Ptolémée est parvenu à sauver les mouvements apparents des astres errants ; mais pour y parvenir, il a posé des hypothèses qui n’étaient point d’exclusives combinaisons de mouvements circulaires et uniformes. Il n’a pas hésité à employer d’autres artifices cinématiques, sous la seule condition qu’ils lui parussent simples et commodément adaptés aux calculs.

Telle est bien, en effet, la conclusion à laquelle s’était rallié Ptolémée.

**Informations extraites**
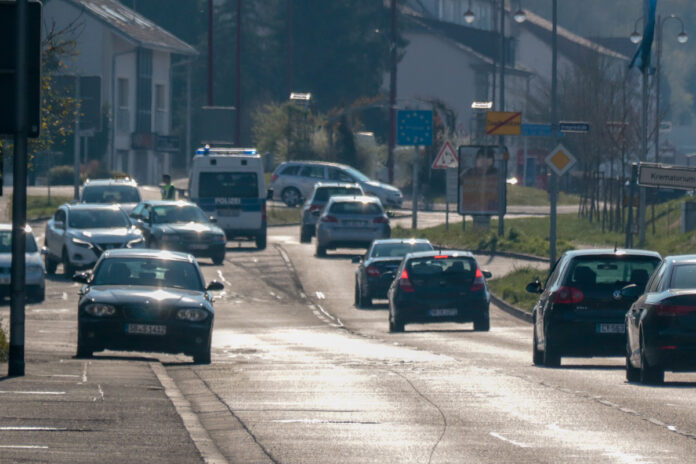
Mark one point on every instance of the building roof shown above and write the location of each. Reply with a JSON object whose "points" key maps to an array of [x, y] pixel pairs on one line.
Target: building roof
{"points": [[133, 26]]}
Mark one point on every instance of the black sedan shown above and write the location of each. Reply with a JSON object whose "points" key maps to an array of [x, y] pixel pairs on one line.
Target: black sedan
{"points": [[581, 309], [661, 324], [180, 226], [436, 286], [378, 268], [145, 300]]}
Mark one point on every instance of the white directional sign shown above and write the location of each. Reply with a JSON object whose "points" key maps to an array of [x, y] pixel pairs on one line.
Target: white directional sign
{"points": [[655, 175], [446, 158]]}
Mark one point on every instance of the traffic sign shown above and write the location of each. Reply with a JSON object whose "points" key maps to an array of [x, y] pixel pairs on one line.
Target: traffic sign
{"points": [[575, 127], [503, 123], [414, 127], [655, 175], [446, 158], [560, 160]]}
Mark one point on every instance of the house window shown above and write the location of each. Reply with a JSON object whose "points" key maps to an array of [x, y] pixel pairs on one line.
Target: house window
{"points": [[123, 111], [160, 110]]}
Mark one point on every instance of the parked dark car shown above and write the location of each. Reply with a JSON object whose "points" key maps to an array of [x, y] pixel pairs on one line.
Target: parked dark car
{"points": [[661, 324], [378, 267], [437, 286], [581, 309], [180, 226], [145, 300]]}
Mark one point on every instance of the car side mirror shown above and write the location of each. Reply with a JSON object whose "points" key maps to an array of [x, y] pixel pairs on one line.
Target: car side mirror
{"points": [[81, 277], [534, 287], [631, 292]]}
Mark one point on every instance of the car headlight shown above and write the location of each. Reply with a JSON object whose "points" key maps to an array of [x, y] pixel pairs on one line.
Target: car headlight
{"points": [[192, 314], [100, 310]]}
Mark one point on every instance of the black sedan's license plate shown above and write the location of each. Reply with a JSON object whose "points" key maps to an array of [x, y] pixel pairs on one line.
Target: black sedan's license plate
{"points": [[146, 329]]}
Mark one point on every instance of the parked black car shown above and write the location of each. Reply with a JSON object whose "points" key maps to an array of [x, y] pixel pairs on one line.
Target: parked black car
{"points": [[378, 267], [581, 308], [437, 286], [145, 300], [661, 324]]}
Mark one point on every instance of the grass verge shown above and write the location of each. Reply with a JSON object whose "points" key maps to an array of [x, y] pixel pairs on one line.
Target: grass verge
{"points": [[511, 287]]}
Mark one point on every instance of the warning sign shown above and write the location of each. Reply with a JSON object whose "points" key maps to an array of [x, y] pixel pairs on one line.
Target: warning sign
{"points": [[446, 158], [503, 123]]}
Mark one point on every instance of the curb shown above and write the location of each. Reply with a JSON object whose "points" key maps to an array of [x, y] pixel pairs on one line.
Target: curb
{"points": [[512, 310]]}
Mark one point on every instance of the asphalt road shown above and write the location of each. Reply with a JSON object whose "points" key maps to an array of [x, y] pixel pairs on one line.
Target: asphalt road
{"points": [[300, 375]]}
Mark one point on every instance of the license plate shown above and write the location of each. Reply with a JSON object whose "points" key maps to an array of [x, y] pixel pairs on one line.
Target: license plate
{"points": [[443, 312], [146, 329], [229, 212], [611, 328]]}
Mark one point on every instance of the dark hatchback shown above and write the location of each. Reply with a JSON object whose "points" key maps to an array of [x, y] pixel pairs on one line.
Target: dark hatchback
{"points": [[377, 269], [180, 226], [145, 300], [437, 286], [661, 324], [581, 309]]}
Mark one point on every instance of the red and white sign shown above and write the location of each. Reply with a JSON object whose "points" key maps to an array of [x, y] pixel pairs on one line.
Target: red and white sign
{"points": [[446, 158]]}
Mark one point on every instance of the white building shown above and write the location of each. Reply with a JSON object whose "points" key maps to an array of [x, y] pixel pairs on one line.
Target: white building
{"points": [[133, 57]]}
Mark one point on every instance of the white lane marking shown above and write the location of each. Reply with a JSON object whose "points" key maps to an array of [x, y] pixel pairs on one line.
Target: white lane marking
{"points": [[507, 440]]}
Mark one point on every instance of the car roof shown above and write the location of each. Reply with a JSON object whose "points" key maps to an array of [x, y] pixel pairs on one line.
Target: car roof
{"points": [[147, 253], [612, 251]]}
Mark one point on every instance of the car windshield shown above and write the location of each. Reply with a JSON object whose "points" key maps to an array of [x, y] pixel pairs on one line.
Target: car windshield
{"points": [[97, 219], [355, 207], [324, 193], [357, 174], [110, 194], [174, 213], [151, 272], [609, 273], [6, 242], [396, 250]]}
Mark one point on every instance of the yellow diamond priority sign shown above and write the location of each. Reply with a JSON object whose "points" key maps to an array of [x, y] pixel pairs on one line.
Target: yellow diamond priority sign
{"points": [[560, 160]]}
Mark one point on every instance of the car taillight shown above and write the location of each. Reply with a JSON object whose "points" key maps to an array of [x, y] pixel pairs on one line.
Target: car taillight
{"points": [[373, 271], [479, 282], [405, 284], [674, 310], [568, 295]]}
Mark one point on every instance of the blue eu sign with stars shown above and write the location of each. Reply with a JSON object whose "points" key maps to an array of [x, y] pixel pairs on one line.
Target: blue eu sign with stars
{"points": [[414, 128]]}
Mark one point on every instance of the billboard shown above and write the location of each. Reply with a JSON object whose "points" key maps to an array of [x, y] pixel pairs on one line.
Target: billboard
{"points": [[479, 180]]}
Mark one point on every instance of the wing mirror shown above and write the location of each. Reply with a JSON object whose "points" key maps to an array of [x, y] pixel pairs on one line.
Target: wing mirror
{"points": [[534, 287]]}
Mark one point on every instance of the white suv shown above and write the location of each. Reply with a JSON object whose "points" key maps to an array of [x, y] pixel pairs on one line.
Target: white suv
{"points": [[293, 181]]}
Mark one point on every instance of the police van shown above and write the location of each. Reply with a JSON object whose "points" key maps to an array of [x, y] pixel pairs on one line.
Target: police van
{"points": [[229, 185]]}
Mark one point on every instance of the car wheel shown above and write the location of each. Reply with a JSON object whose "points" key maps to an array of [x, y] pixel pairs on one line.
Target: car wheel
{"points": [[291, 196], [649, 375], [68, 268]]}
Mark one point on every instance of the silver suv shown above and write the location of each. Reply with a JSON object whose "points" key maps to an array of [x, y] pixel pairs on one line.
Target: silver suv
{"points": [[320, 196], [293, 181]]}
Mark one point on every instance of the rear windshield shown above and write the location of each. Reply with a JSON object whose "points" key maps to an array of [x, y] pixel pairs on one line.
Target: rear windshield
{"points": [[425, 267], [228, 185], [324, 193], [684, 276], [609, 273], [385, 250], [355, 207]]}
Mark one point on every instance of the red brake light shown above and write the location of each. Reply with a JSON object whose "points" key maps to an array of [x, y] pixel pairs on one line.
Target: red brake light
{"points": [[674, 310], [568, 295], [373, 271], [405, 284]]}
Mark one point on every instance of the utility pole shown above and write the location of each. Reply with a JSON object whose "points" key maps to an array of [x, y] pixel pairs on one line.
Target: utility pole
{"points": [[238, 79], [392, 94], [555, 129], [19, 200]]}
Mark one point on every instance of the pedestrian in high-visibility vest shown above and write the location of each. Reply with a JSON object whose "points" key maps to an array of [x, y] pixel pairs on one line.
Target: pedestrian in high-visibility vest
{"points": [[168, 190]]}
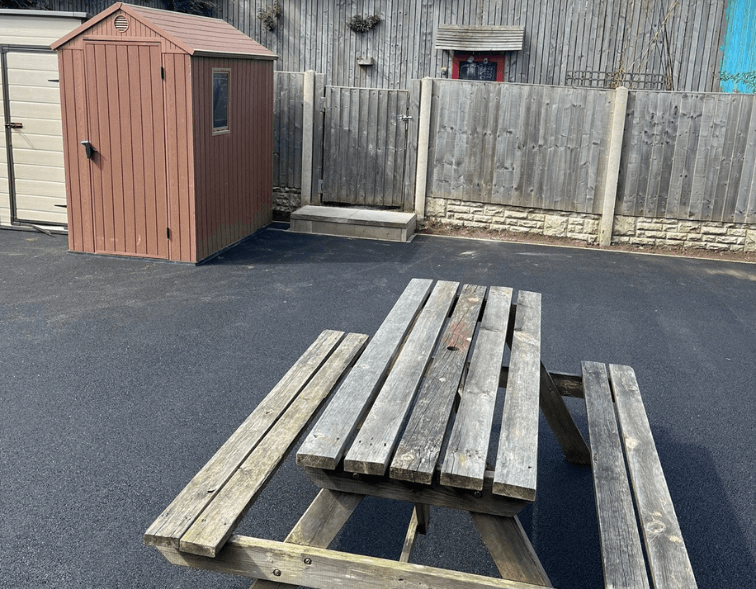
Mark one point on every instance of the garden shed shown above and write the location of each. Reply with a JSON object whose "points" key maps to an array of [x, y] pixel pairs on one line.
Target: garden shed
{"points": [[168, 131]]}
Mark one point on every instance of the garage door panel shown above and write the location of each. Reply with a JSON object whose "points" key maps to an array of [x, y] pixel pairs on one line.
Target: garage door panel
{"points": [[37, 79], [35, 188], [41, 142], [35, 128], [37, 157], [37, 110]]}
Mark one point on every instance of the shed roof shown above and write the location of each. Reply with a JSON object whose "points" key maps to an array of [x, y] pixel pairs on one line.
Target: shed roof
{"points": [[197, 35]]}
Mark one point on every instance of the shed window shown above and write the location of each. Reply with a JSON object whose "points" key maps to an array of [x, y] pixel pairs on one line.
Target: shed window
{"points": [[220, 101]]}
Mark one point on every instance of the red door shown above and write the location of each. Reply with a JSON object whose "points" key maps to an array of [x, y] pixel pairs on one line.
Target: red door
{"points": [[126, 148]]}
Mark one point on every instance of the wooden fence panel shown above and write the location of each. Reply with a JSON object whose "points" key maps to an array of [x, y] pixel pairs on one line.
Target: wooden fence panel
{"points": [[689, 156], [364, 146], [519, 145]]}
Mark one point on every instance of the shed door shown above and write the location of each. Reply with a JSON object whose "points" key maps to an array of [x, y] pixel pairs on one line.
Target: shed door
{"points": [[126, 130]]}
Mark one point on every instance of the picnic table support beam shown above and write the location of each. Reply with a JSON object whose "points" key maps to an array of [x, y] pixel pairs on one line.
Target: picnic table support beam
{"points": [[321, 568], [510, 548], [319, 525]]}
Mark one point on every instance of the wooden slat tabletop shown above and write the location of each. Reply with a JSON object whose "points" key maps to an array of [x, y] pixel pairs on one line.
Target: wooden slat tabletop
{"points": [[431, 419]]}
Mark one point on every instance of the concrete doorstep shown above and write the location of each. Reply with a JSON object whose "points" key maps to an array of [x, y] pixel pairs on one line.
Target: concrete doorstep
{"points": [[353, 222]]}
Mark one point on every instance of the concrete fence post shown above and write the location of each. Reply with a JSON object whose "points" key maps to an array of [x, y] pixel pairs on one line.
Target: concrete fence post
{"points": [[421, 177], [308, 114], [616, 133]]}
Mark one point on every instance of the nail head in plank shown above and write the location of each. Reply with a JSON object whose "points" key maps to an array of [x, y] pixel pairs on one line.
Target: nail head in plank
{"points": [[259, 558], [319, 525], [417, 453], [667, 557], [465, 460], [516, 459], [621, 550], [175, 520], [216, 523], [374, 444], [325, 445]]}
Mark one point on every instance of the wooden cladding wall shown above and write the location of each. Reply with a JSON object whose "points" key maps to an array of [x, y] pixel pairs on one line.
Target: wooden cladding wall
{"points": [[678, 39], [689, 156], [520, 145], [287, 129], [232, 174]]}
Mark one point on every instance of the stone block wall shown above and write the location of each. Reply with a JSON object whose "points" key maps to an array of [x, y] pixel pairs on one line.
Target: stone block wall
{"points": [[638, 231]]}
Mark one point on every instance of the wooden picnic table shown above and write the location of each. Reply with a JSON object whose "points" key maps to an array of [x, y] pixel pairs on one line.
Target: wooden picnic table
{"points": [[411, 417]]}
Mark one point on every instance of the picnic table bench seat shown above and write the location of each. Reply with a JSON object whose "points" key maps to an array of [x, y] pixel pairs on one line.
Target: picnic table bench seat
{"points": [[621, 551]]}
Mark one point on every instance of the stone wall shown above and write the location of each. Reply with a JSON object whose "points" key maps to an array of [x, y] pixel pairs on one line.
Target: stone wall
{"points": [[638, 231]]}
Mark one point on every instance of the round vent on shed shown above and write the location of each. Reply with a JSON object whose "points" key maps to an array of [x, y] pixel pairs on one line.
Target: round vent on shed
{"points": [[121, 23]]}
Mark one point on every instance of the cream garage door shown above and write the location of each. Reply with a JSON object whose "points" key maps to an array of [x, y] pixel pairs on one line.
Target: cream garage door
{"points": [[36, 139]]}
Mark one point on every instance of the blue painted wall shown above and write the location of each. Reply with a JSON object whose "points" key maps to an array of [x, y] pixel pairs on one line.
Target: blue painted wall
{"points": [[738, 70]]}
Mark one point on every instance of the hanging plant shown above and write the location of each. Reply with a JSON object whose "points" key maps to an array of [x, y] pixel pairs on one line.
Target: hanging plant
{"points": [[361, 24], [270, 14]]}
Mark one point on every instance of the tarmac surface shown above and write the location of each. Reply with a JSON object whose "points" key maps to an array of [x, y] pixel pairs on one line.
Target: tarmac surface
{"points": [[119, 378]]}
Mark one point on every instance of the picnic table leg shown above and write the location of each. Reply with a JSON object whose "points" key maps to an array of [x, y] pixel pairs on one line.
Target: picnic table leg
{"points": [[510, 548], [319, 525], [418, 525], [561, 422]]}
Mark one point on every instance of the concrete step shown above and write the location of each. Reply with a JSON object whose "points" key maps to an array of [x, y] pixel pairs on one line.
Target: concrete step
{"points": [[353, 222]]}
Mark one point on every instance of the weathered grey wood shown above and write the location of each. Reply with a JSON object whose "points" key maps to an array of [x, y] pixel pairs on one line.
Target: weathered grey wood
{"points": [[216, 523], [621, 550], [465, 459], [667, 557], [284, 562], [319, 525], [373, 446], [325, 445], [561, 422], [170, 525], [418, 450], [418, 525], [517, 456], [510, 548], [483, 501]]}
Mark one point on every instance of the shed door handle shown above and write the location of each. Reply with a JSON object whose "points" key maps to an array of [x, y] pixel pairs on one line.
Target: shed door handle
{"points": [[90, 149]]}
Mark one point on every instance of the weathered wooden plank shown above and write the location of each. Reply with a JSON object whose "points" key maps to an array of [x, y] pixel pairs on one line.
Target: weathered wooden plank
{"points": [[325, 445], [418, 451], [418, 525], [373, 446], [170, 525], [621, 550], [283, 562], [319, 525], [517, 457], [667, 557], [483, 501], [465, 459], [561, 422], [209, 532], [510, 548]]}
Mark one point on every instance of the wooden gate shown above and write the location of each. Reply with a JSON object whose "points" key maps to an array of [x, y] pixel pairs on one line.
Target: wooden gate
{"points": [[364, 146], [128, 169]]}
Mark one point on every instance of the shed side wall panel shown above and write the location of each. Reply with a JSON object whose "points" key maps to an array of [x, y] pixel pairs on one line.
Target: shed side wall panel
{"points": [[179, 156], [233, 179]]}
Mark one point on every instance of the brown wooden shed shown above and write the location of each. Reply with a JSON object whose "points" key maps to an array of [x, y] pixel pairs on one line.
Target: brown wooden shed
{"points": [[168, 134]]}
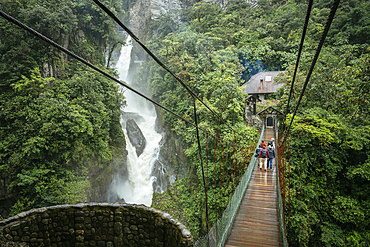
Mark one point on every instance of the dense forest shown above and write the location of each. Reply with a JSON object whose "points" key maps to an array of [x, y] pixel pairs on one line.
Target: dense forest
{"points": [[60, 126], [215, 49], [59, 120]]}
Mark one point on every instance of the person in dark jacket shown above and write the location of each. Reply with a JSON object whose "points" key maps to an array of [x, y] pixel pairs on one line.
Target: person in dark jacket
{"points": [[271, 151], [264, 154], [271, 143], [263, 144], [257, 151]]}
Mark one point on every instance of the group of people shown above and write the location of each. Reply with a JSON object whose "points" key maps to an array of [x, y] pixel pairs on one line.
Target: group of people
{"points": [[265, 154]]}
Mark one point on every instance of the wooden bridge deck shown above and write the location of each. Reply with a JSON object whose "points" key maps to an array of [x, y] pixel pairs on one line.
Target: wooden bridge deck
{"points": [[256, 222]]}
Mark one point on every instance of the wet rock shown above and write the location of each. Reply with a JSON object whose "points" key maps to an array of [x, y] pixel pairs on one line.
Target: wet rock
{"points": [[136, 137]]}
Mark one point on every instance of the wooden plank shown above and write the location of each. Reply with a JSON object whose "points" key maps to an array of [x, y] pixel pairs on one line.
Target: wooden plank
{"points": [[257, 221]]}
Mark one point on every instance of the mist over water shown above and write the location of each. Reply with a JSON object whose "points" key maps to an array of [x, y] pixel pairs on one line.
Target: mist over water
{"points": [[137, 188]]}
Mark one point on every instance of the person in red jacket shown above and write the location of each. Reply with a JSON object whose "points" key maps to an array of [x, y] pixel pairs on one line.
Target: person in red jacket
{"points": [[263, 144], [264, 154]]}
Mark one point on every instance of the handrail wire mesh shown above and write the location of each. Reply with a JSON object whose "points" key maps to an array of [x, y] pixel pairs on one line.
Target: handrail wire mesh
{"points": [[218, 234], [280, 200]]}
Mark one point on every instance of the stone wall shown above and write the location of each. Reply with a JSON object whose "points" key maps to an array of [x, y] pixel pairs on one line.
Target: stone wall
{"points": [[94, 224]]}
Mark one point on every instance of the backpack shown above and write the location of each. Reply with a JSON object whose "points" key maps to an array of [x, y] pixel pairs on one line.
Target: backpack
{"points": [[264, 152]]}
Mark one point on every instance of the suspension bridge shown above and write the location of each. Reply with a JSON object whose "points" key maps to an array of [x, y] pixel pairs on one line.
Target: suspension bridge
{"points": [[255, 213]]}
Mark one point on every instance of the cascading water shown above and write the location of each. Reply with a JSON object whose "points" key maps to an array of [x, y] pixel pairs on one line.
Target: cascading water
{"points": [[138, 186]]}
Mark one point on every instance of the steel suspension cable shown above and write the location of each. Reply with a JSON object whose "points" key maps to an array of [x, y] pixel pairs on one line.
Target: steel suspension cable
{"points": [[299, 52], [110, 13], [321, 44], [201, 161]]}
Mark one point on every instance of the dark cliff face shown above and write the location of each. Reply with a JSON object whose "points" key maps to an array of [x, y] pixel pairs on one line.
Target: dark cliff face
{"points": [[136, 137]]}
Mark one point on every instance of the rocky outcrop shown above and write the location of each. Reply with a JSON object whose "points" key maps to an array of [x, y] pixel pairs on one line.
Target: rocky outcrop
{"points": [[136, 137], [94, 224], [171, 161], [131, 115]]}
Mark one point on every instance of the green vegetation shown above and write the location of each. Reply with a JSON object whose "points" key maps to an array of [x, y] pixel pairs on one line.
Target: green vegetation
{"points": [[216, 49], [59, 121]]}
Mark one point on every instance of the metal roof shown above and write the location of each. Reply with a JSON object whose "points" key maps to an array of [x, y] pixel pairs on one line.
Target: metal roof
{"points": [[270, 110], [253, 86]]}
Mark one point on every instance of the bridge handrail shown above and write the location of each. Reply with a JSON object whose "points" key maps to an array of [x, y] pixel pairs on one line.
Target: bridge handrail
{"points": [[280, 200], [218, 234]]}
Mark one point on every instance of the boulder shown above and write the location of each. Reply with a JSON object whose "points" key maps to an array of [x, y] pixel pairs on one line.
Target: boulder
{"points": [[135, 136]]}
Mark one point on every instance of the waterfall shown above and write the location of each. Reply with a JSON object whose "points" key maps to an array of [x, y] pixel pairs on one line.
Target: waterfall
{"points": [[137, 187]]}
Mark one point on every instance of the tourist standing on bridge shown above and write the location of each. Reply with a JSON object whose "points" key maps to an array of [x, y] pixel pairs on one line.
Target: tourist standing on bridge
{"points": [[264, 154], [263, 144], [271, 143], [258, 149], [271, 151]]}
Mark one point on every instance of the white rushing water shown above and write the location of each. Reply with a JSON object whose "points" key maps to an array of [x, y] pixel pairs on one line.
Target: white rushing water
{"points": [[137, 188]]}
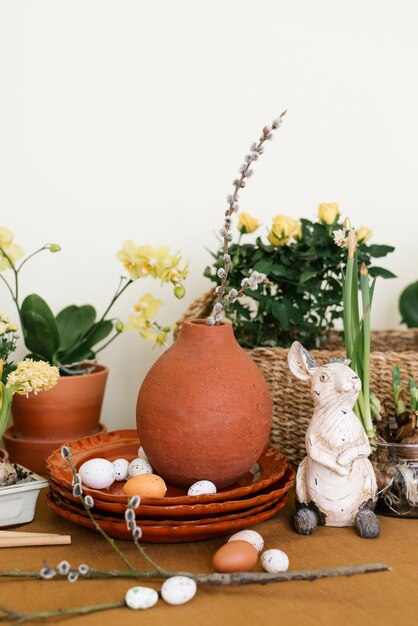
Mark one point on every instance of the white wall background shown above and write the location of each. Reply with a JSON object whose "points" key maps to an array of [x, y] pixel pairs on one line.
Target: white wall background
{"points": [[128, 119]]}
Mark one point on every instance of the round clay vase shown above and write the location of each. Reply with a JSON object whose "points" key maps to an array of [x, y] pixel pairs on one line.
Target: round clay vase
{"points": [[69, 410], [204, 410]]}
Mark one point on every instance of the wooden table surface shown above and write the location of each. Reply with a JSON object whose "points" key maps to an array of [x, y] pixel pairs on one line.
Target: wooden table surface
{"points": [[387, 598]]}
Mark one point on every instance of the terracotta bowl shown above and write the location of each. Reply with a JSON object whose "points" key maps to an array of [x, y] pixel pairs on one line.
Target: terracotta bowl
{"points": [[168, 534], [69, 505], [189, 511], [32, 453], [124, 444]]}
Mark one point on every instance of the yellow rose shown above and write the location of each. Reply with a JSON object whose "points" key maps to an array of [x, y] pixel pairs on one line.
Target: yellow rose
{"points": [[247, 223], [283, 228], [328, 212], [363, 234]]}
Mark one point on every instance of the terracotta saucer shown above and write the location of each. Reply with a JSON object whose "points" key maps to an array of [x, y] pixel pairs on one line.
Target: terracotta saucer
{"points": [[124, 444], [70, 506], [168, 534], [193, 511], [32, 453]]}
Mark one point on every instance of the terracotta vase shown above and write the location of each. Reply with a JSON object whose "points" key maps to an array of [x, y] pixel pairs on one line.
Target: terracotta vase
{"points": [[68, 411], [204, 410]]}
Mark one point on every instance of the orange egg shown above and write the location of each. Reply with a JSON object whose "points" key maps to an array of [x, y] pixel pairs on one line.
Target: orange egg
{"points": [[236, 556], [145, 486]]}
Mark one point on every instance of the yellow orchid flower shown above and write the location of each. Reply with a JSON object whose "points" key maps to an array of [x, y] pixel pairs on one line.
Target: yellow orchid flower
{"points": [[128, 256], [153, 261], [172, 273], [157, 336], [148, 306], [12, 250], [6, 237]]}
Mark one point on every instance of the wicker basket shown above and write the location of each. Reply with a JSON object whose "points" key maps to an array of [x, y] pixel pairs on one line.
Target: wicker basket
{"points": [[292, 400]]}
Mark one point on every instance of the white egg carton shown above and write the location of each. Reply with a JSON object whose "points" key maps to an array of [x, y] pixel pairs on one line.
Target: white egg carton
{"points": [[17, 502]]}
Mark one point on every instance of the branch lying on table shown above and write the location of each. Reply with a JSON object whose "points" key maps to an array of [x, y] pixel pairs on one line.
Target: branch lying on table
{"points": [[242, 578]]}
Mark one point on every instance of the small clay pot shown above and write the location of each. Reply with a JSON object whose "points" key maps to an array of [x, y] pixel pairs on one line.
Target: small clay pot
{"points": [[204, 410], [32, 453], [70, 410]]}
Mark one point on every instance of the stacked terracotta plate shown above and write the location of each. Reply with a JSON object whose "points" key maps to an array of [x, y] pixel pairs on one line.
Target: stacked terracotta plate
{"points": [[177, 517]]}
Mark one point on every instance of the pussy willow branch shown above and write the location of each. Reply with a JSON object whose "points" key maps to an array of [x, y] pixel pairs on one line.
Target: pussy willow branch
{"points": [[99, 529], [241, 578], [239, 183]]}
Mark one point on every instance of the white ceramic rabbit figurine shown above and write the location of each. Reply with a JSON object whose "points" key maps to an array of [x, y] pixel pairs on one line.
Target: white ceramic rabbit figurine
{"points": [[335, 483]]}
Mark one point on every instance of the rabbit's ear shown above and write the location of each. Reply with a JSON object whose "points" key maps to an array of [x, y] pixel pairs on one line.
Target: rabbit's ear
{"points": [[301, 362]]}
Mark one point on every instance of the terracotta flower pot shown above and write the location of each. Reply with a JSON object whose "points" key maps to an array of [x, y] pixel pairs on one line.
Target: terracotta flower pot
{"points": [[68, 411], [204, 410]]}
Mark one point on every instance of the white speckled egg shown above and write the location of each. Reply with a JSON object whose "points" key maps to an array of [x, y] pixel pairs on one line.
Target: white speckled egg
{"points": [[97, 473], [121, 469], [142, 454], [254, 538], [201, 488], [274, 561], [141, 598], [178, 590], [138, 467]]}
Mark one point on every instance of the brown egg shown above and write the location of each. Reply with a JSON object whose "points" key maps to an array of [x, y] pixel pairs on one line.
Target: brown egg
{"points": [[236, 556], [145, 486]]}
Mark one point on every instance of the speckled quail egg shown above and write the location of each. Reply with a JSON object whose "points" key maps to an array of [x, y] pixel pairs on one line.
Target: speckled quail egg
{"points": [[97, 473], [274, 561], [178, 590], [139, 466], [254, 538], [201, 488], [141, 598], [121, 469]]}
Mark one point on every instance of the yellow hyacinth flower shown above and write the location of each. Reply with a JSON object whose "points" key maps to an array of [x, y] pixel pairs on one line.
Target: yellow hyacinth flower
{"points": [[12, 252], [363, 234], [328, 212], [247, 223], [31, 376], [283, 229]]}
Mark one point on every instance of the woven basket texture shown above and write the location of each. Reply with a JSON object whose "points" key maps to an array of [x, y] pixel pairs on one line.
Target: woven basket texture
{"points": [[293, 406]]}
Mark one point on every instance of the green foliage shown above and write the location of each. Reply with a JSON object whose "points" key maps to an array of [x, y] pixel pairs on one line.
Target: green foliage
{"points": [[304, 299], [69, 338], [408, 305]]}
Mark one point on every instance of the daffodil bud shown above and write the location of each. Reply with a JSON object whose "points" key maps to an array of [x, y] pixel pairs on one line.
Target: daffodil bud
{"points": [[179, 291]]}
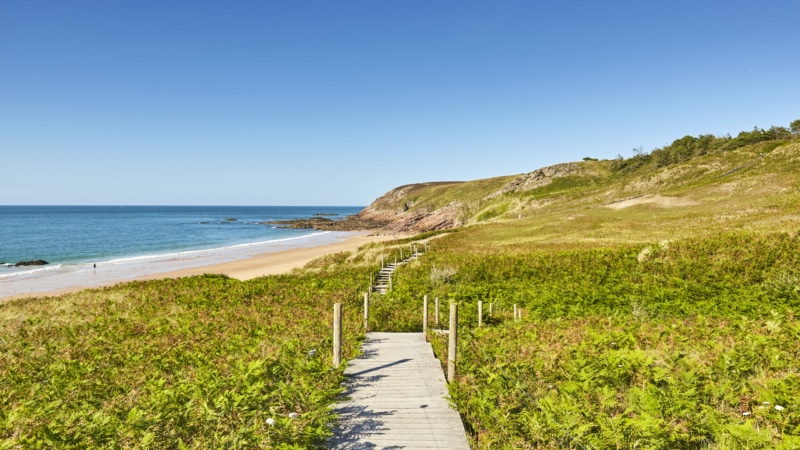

**Consigne**
D'après l'extrait fourni, à quelle condition Ptolémée acceptait-il d'employer d'autres artifices cinématiques ?

**Réponse**
À condition qu'ils lui paraissent simples et commodément adaptés aux calculs.